§ Quoted passage
+ + + + + + +

By the end of the month, though, the higher-than-expected deficit apparently changed that calculus, especially since there was a way to issue the eurobonds without strengthening the ruble and creating budgetary problems. If enough Russian investors bought dollars for rubles in order to bid for the bonds, the Russian currency would weaken.
As of May 1, the Russian Central Bank had provided $15.8 billion worth of liquidity to Russian banks. If part of that money is used to buy the bonds, the finance ministry will sell some of the dollars to the central bank for rubles (as it intends to do, according to the bond prospectus), mopping up the excess dollars and putting downward pressure on the ruble’s exchange rate.
For Russian investors -- and big local brokerages such as Aton and Uralsib bid for the new 10-year bond immediately -- the offering is perfectly convenient and conventional. The book is run by state-controlled VTB Capital, and the purchases are cleared through the National Settlement Depository, which does settlements for the Moscow Exchange (Euroclear and Clearstream stayed away for the same reason as the potential underwriters).
For foreigners who don’t trade on that exchange and who only know VTB as a co-underwriter of Russia’s 2013 bonds along with some major Western financial institutions, this setup is exotic, especially considering that is under sanctions in the U.S. and the EU and it wouldn’t be able to place its own bonds.
Russia has offered an attractive yield range on the 10-year bond -- 4.65 to 4.9 percent, roughly in line with how Russian eurobonds that mature in 2028 are trading and a little more than for Turkish debt that matures in 2026. That’s quite a lure, given that about $10 trillion of sovereign debt now trades at negative yields. Yet under the watchful eyes of compliance departments, it’s better for foreigners to sit out the primary market offering and pick up the bonds when they start trading on the open market.
Siluanov, however, is not just concerned with selling the bonds (it’s not clear yet how much the government will end up selling), but with the quality of the investor pool. He said in April that he’d be looking for the same type of big institutional investors as in 2013. Although VTB Capital could have closed the book on Monday night, when it had $5.5 billion worth of orders, it kept it open to tempt some Asian investors, who might turn out to be less jumpy than Western investors. Tuesday morning, subscription increased to $6.3 billion -- not a huge jump, but good enough for a market test.

+ + + + + + +

§ Information provided

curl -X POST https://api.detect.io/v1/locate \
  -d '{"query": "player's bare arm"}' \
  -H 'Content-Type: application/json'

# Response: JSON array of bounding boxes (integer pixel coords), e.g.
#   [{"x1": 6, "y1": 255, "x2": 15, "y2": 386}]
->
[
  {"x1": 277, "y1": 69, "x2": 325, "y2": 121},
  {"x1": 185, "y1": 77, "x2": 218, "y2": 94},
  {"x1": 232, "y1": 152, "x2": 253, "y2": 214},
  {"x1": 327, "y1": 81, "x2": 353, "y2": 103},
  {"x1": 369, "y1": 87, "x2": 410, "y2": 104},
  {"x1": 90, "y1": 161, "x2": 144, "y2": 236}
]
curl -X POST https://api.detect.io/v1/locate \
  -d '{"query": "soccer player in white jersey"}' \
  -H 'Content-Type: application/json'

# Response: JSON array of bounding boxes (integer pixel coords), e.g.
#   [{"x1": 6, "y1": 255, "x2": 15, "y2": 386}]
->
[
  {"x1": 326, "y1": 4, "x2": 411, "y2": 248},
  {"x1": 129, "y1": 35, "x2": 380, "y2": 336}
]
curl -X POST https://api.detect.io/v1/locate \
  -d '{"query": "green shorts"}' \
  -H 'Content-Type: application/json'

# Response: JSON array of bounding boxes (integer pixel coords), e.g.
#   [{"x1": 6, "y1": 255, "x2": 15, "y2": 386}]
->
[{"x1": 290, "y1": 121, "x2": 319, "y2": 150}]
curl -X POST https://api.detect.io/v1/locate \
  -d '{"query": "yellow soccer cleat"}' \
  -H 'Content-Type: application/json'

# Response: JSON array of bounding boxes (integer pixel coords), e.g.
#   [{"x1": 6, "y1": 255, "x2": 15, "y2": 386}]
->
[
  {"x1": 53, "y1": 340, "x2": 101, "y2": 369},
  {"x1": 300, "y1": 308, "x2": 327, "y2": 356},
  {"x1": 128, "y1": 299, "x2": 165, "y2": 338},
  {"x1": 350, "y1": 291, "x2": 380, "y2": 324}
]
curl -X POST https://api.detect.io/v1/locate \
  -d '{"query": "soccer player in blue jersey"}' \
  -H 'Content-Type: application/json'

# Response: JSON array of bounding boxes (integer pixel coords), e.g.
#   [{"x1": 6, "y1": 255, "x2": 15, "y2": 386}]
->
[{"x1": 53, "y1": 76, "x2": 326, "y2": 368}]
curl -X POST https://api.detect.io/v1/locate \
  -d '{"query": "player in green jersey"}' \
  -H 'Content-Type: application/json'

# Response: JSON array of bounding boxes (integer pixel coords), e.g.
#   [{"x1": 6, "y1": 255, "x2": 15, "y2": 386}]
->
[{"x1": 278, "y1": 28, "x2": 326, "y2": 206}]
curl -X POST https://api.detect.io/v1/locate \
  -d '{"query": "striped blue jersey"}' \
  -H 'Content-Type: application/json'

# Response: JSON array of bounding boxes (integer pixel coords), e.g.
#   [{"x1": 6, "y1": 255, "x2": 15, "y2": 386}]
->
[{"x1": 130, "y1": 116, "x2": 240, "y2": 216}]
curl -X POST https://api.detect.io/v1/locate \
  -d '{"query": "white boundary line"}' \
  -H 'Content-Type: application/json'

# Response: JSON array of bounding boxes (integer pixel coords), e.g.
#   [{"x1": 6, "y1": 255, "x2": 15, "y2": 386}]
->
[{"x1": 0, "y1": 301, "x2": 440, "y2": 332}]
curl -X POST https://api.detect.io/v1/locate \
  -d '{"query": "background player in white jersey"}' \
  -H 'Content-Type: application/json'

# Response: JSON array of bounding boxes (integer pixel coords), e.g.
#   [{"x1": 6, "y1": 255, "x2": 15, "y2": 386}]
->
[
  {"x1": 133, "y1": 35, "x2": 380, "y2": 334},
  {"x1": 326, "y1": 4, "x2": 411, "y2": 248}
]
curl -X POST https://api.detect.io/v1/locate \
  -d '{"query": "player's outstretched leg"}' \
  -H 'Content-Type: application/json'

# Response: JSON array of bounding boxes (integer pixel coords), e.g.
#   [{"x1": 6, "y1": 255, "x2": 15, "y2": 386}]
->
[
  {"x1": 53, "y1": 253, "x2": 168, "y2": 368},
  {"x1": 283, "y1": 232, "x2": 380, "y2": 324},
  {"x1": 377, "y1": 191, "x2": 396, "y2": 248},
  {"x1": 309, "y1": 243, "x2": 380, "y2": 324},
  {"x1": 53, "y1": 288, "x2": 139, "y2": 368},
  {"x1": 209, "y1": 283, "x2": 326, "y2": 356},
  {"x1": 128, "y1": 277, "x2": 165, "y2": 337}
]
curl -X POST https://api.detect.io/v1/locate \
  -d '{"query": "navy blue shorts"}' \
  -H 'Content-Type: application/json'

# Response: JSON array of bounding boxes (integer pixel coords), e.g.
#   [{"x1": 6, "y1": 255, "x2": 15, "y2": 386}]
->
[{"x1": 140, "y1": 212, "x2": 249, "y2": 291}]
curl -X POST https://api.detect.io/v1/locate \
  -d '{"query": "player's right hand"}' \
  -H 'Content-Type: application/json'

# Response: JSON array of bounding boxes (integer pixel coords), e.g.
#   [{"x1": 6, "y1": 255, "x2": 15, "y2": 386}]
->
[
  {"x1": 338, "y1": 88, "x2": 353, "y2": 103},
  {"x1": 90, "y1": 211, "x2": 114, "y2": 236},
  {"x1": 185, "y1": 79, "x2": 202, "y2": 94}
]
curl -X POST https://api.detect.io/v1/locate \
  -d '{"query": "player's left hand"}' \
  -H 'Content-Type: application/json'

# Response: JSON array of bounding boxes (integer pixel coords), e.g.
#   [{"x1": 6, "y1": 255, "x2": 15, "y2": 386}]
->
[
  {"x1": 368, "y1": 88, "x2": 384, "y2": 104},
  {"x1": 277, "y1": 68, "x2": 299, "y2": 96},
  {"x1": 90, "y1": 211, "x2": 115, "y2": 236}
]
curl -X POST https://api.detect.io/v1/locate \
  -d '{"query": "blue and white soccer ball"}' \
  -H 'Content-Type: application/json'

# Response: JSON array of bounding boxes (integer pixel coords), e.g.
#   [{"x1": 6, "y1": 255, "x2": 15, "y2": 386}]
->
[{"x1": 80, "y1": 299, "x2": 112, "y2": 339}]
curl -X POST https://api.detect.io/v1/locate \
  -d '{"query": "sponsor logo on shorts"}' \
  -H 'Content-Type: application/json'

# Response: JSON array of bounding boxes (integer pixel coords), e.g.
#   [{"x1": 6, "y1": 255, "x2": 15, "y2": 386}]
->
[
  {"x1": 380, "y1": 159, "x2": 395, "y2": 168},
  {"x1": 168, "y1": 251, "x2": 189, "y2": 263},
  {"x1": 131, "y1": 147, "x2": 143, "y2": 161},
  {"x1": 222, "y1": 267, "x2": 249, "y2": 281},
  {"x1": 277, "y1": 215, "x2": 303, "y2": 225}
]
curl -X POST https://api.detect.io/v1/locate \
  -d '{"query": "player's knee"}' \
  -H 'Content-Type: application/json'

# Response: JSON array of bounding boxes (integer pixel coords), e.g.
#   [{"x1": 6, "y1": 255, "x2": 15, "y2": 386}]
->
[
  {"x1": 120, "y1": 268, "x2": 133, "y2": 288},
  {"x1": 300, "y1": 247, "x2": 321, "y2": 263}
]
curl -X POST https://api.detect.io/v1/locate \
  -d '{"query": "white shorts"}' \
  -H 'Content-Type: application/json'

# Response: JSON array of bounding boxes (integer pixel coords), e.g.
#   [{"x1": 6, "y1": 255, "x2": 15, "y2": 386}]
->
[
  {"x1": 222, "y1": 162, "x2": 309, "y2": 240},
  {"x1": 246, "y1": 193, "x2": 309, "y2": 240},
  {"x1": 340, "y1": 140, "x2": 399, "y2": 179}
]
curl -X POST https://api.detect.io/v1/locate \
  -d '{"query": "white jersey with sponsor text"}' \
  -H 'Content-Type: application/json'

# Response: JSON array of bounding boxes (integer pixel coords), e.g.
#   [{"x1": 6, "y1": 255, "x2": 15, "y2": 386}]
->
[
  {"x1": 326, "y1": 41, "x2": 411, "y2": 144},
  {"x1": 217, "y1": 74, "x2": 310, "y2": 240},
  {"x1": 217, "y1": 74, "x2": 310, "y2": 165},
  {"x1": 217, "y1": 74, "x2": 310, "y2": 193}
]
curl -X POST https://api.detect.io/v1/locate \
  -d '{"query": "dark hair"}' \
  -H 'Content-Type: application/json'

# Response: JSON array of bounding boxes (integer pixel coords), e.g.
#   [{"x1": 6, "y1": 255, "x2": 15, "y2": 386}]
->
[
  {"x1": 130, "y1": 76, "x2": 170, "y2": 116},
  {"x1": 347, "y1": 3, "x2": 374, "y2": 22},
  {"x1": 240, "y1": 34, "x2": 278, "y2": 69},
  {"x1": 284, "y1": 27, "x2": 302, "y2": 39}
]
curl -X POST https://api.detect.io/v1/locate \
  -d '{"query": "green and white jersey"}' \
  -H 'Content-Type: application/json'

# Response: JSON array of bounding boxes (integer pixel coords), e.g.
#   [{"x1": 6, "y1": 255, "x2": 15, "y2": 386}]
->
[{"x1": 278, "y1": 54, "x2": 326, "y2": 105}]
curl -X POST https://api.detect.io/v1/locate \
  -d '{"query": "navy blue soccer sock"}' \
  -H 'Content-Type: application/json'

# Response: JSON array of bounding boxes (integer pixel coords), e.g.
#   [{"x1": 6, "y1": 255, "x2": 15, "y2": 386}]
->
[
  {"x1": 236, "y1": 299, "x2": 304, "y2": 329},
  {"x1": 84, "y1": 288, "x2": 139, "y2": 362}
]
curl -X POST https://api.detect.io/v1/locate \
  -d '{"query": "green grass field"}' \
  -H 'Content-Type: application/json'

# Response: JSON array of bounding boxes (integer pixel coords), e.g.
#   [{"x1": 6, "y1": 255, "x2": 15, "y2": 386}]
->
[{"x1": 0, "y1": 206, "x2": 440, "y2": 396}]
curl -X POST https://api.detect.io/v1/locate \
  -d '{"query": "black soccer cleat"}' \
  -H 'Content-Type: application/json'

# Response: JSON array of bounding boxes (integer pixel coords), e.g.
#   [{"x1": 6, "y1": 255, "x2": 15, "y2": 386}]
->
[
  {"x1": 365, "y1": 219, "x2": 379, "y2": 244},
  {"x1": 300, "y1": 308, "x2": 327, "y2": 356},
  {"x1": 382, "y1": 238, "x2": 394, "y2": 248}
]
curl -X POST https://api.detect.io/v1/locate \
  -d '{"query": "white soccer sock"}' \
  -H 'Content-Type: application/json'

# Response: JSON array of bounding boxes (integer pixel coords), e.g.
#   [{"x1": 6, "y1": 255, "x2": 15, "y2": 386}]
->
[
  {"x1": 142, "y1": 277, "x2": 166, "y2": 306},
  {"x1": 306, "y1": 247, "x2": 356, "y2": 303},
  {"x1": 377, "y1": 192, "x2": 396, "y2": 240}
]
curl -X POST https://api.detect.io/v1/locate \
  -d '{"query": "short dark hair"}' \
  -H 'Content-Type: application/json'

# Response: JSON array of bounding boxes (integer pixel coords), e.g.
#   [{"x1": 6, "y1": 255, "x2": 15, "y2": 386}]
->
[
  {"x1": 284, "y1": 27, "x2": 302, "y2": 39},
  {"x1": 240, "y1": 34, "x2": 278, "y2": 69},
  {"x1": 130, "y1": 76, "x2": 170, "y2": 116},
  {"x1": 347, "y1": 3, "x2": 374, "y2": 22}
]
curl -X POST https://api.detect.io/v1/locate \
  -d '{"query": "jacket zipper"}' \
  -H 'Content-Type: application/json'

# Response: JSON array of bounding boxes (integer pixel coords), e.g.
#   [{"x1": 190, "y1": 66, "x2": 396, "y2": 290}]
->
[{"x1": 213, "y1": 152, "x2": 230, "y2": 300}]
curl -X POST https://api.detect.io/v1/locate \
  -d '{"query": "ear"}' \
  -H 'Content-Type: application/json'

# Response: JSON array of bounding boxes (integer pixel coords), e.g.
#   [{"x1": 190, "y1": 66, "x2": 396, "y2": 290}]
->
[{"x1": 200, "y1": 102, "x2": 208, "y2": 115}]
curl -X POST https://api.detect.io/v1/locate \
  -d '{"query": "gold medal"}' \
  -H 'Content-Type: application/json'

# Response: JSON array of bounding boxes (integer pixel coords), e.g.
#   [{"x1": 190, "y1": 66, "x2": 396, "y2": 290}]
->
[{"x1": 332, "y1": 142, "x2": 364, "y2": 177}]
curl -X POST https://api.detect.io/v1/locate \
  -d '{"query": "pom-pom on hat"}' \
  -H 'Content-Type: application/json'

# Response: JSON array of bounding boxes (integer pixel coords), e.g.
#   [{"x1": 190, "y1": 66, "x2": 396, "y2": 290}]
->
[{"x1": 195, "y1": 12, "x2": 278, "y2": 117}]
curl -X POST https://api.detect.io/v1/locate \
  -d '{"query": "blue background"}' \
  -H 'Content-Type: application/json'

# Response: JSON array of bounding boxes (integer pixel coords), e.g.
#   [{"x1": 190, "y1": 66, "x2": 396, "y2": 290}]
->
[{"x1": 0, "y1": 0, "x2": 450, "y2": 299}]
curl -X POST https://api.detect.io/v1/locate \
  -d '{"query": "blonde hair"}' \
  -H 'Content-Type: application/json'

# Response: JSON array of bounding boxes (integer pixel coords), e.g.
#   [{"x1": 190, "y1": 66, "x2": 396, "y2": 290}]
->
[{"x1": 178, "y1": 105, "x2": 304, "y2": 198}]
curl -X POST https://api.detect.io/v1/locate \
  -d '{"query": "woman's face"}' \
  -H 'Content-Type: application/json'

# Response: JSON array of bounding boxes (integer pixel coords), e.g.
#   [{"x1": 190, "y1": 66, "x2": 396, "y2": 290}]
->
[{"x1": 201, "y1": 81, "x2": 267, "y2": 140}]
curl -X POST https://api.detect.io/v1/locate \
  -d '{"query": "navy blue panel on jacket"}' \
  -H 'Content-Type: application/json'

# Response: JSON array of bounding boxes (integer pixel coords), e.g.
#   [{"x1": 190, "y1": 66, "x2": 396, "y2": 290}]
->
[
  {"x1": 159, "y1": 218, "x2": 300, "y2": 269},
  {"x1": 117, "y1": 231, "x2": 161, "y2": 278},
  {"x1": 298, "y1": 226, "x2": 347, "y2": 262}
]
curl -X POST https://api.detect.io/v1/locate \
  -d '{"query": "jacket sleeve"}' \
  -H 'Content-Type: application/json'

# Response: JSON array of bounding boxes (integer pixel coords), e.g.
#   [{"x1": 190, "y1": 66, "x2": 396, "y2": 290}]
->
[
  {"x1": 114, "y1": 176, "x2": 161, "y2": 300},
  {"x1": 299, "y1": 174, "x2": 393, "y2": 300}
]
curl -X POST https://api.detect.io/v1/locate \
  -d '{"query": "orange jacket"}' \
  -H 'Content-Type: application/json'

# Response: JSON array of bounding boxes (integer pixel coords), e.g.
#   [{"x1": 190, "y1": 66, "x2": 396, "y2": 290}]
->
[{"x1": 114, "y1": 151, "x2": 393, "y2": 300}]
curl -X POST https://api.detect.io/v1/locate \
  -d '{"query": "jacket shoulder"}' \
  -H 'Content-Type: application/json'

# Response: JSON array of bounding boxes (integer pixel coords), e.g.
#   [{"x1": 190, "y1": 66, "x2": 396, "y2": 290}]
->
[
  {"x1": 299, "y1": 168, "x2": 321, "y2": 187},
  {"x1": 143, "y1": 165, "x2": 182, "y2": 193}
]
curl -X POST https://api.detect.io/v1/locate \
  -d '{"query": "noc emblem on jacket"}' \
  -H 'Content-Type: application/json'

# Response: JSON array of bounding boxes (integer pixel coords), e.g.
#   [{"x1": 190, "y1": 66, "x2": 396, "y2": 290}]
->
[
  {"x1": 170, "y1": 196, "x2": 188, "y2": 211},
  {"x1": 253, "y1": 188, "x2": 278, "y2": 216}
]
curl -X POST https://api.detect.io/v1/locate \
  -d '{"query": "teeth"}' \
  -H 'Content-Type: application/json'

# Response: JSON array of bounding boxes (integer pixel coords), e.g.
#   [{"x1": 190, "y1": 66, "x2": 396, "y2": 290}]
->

+ + + + + + +

§ Exercise objective
Please condense the paragraph of the eurobond text that begins "Russia has offered an attractive yield range" into a short bulleted list that keeps its main facts.

§ Task result
- The 10-year bond's yield range is 4.65 to 4.9 percent.
- That is roughly in line with Russian eurobonds maturing in 2028 and a little above Turkish debt maturing in 2026.
- It is a strong draw, since about $10 trillion of sovereign debt trades at negative yields.
- With compliance departments watching, foreigners are better off skipping the primary offering and buying the bonds once they trade on the open market.